▶ _Problem to work on_
Retype exactly the lines from the one holding "Put a point on every instance of the calm" through the final line of the data, both included.

Region pointing data:
◇ ◇ ◇ ◇ ◇ ◇ ◇

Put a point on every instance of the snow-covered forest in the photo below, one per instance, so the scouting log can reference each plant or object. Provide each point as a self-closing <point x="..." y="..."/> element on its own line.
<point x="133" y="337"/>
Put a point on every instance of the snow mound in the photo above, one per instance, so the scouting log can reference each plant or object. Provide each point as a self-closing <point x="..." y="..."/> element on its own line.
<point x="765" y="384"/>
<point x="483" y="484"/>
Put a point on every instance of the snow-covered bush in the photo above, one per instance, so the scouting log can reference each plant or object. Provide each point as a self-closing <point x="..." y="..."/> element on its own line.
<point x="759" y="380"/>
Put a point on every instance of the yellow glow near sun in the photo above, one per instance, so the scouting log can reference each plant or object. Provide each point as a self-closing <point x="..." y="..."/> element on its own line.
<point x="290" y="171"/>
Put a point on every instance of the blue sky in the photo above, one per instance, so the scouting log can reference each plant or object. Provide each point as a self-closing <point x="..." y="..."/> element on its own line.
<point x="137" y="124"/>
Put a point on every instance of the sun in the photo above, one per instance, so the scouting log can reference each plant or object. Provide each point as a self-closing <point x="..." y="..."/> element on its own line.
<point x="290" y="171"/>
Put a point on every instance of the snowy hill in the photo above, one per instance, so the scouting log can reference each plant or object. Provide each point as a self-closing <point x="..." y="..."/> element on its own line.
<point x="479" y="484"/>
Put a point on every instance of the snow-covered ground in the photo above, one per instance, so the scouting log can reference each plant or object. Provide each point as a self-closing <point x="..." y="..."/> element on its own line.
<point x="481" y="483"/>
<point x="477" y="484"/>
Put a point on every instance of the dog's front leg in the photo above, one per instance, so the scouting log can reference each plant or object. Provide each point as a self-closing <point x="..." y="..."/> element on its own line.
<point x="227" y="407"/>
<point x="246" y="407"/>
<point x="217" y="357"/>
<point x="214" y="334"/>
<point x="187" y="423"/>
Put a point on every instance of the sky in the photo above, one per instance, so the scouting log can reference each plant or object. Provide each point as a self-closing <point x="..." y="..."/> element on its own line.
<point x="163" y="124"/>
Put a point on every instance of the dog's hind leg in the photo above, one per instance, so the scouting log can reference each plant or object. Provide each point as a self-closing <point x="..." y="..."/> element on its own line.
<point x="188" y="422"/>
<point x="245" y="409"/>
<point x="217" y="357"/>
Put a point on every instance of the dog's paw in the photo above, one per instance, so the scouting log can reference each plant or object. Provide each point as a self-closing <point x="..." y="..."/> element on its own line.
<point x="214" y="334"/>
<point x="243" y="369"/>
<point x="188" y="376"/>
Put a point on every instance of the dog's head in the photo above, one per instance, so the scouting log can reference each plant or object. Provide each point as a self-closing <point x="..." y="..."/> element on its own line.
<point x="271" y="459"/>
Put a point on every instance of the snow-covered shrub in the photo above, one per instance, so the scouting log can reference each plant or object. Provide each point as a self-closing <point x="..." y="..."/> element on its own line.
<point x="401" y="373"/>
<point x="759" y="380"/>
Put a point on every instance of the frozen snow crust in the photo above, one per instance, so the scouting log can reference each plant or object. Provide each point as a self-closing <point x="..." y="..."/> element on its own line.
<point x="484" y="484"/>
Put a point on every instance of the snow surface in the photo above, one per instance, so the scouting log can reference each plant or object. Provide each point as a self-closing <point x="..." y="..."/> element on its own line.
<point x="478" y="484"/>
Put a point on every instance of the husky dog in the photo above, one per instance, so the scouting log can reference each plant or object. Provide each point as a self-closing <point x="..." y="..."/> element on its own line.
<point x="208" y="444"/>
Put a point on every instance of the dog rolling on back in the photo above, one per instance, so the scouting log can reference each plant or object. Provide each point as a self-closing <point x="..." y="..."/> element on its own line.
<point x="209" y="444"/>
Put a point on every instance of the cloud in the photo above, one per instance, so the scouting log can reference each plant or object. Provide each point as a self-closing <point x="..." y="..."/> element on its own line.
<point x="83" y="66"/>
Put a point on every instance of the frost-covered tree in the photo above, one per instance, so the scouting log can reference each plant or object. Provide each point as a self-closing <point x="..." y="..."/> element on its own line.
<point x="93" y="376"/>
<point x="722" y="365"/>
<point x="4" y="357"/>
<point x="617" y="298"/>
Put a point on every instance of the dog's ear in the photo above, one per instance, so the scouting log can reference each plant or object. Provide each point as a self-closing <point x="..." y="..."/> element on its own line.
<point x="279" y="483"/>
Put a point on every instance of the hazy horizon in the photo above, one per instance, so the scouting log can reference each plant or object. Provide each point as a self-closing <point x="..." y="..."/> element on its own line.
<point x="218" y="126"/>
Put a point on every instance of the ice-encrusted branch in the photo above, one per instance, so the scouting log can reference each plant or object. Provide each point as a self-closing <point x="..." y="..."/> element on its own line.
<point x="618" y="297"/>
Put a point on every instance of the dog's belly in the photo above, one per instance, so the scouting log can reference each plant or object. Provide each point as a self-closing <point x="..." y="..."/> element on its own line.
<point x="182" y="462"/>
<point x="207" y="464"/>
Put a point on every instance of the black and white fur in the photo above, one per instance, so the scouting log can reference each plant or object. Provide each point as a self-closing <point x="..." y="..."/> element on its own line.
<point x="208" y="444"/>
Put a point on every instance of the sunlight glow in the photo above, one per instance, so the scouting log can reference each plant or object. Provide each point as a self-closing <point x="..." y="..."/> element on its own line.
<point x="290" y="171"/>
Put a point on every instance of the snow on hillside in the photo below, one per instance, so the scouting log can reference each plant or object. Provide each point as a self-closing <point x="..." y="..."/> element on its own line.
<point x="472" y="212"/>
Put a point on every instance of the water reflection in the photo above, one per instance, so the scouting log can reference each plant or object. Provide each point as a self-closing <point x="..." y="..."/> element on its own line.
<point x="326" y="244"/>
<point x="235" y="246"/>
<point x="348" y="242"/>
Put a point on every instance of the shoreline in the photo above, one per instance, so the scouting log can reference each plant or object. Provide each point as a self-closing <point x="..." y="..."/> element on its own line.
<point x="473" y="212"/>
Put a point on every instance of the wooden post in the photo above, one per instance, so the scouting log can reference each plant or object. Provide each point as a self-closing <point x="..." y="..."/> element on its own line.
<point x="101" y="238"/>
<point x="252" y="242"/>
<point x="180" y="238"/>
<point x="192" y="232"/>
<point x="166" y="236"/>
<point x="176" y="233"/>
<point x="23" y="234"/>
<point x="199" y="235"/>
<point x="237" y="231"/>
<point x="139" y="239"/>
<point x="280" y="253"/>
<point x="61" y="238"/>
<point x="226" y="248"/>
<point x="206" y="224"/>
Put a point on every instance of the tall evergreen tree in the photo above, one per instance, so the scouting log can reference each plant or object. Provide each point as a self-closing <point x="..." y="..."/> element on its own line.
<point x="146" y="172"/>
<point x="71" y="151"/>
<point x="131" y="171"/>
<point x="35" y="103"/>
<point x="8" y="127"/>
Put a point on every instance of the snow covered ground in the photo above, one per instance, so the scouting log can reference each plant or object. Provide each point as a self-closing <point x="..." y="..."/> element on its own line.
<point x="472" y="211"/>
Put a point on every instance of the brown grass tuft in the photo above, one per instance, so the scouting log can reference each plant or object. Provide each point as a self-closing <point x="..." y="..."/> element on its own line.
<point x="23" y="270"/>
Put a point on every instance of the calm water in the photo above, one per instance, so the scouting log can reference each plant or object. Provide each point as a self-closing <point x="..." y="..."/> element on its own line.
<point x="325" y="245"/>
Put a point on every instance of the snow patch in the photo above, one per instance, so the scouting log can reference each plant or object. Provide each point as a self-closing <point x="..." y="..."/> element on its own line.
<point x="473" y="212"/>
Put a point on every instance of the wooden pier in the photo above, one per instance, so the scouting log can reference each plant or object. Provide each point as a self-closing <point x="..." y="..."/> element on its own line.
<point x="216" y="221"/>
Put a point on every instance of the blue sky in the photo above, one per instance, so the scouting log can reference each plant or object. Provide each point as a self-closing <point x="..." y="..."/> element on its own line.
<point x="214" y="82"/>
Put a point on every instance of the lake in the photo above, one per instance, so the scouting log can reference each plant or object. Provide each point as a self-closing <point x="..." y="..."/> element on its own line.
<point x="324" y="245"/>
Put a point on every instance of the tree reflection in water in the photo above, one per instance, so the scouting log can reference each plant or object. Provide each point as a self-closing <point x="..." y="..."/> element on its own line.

◇ ◇ ◇ ◇ ◇ ◇ ◇

▶ _Answer box_
Put a point on every instance of the calm water in the photo above, one per instance, so the scouting log can reference each plant or object. Provide each point as a self-closing <point x="..." y="..."/> element on its own line.
<point x="325" y="245"/>
Put a point on every instance of the snow patch in the photo above, one per instance, so the scouting log can reference each plant or object. Provide each point as a self-closing <point x="..." y="..."/> element on its own line.
<point x="473" y="212"/>
Put a point on every instance of the wooden pier in the photo above, one per instance, so the scouting log can reference each plant or object. Provide each point as a self-closing <point x="..." y="..."/> element on its own line.
<point x="216" y="221"/>
Put a point on every instance of the blue sky in the photo above, one per instance, so the scouting log can reference each plant or object. Provide each point as a self-closing <point x="..." y="..."/> element on its own line.
<point x="214" y="82"/>
Put a point on every instance of the lake in the photo above, one per instance, so the scouting log can reference each plant or object. Provide each point as a self-closing <point x="..." y="..."/> element on its own line.
<point x="324" y="245"/>
Put a point on every instance of the tree reflection in water in the photo above, one per instance, so the scouting log can reference each plant or object. Provide each point as a self-closing <point x="..." y="..."/> element on its own line.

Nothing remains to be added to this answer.